TEXT SECTION
Where we've been. Where we're going...to the White House, soon to be called the "Brown House."

I often borrow profound words from Bob Herbert, columnist for The New York Times. Here are excerpts from his column September 2, 2008


Head for the High Road

Last week’s Democratic convention dramatically illustrated the most effective approach available to the party. The convention built in intensity night by night with featured speakers who focused powerfully on substantive matters.

Bill Clinton may be wildly unpredictable, but last Wednesday he was magnificent, laying out the challenges that will face the next administration.

Listen:

“Our nation is in trouble on two fronts. The American dream is under siege at home, and America’s leadership in the world has been weakened. Middle-class and low-income Americans are hurting — with incomes declining; job losses, poverty and inequality rising; mortgage foreclosures and credit card debt increasing; health care coverage disappearing; and a very big spike in the cost of food, utilities and gasoline.

TASKS
**A.** In the column excerpt, revise everything from "Head for the" down to "on substantive matters.", replacing "convention" with "gathering".
**B.** Put this sentence from the column excerpt into Spanish: "Bill Clinton may be wildly unpredictable, but last Wednesday he was magnificent, laying out the challenges that will face the next administration."
**C.** Carry the column excerpt on past its final sentence.
The lines after this are separate material, unrelated to the column excerpt.

DATA EXTRACT
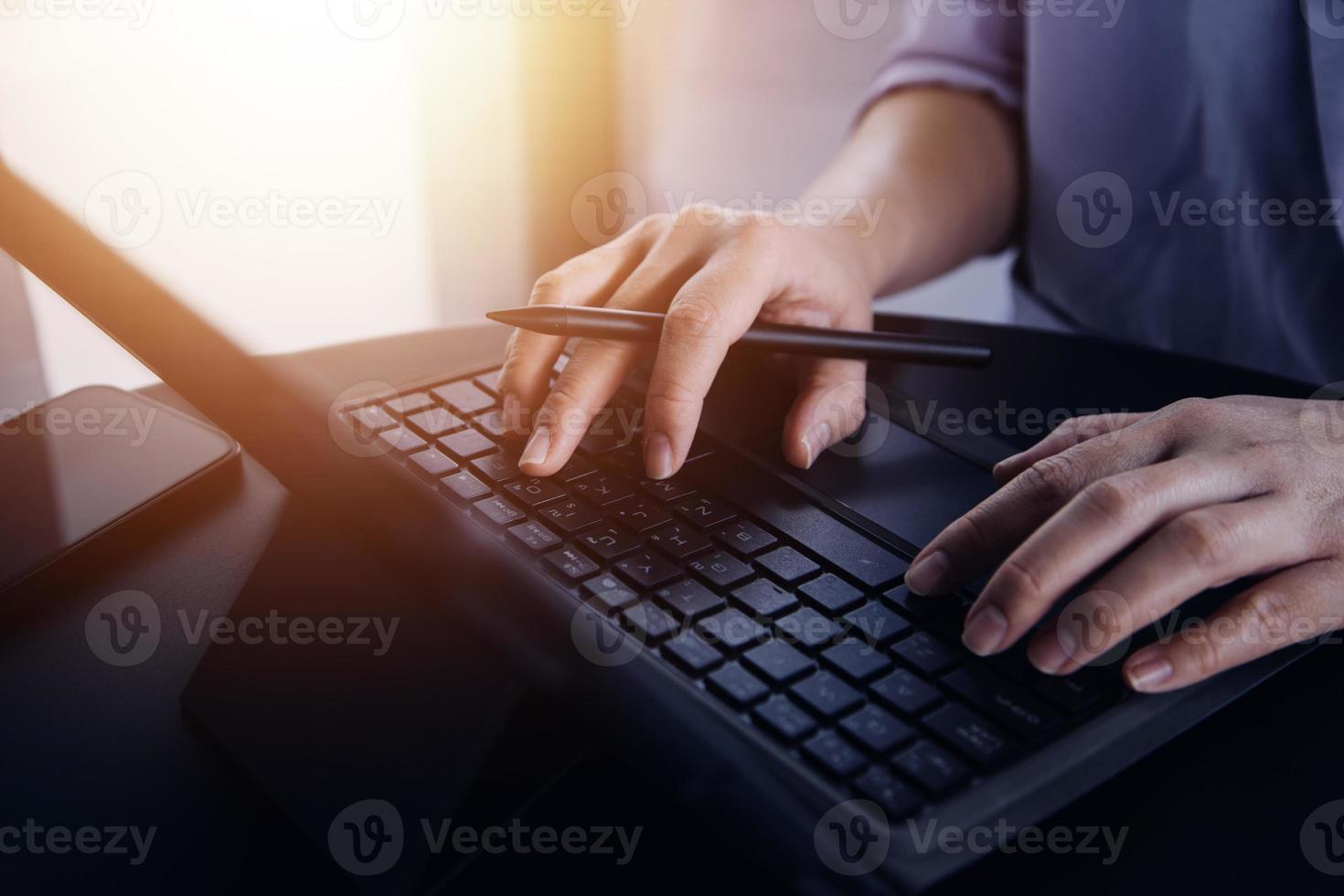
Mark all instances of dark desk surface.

ANSWERS PER TASK
**A.**
Head for the High Road

Last week’s Democratic gathering dramatically illustrated the most effective approach available to the party. The gathering built in intensity night by night with featured speakers who focused powerfully on substantive matters.

**B.** Bill Clinton puede ser tremendamente impredecible, pero el miércoles pasado estuvo magnífico al exponer los desafíos que enfrentará la próxima administración.

**C.**
“And our position in the world has been weakened by too much unilateralism and too little cooperation, by a perilous dependence on imported oil, by a refusal to lead on global warming, by a growing indebtedness and a dependence on foreign lenders, by a severely burdened military, by a backsliding on global nonproliferation and arms control agreements, and by a failure to consistently use the power of diplomacy, from the Middle East to Africa to Latin America to Central and Eastern Europe.”

Respectful criticism of Sarah Palin is fine. But the great issues of this campaign loom like giant redwoods over the pathetic weeds of politics as usual and the myriad distractions that have turned one presidential election after another into a national embarrassment. Seventy-two years ago, in his renomination acceptance speech at the Democratic convention in Philadelphia (before more than 100,000 people gathered in Franklin Field), Franklin D. Roosevelt rose above the boiler-plate rhetoric of political speeches and spoke of his generation’s “rendezvous with destiny.”

He warned of the perils to the nation of economic inequality. “Liberty,” he said, “requires opportunity to make a living, a living decent according to the standard of the time, a living which gives man not only enough to live by, but something to live for.”


Peace,
Minnie E Miller
Marvelously Mature Author and Essayist

YES WE CAN!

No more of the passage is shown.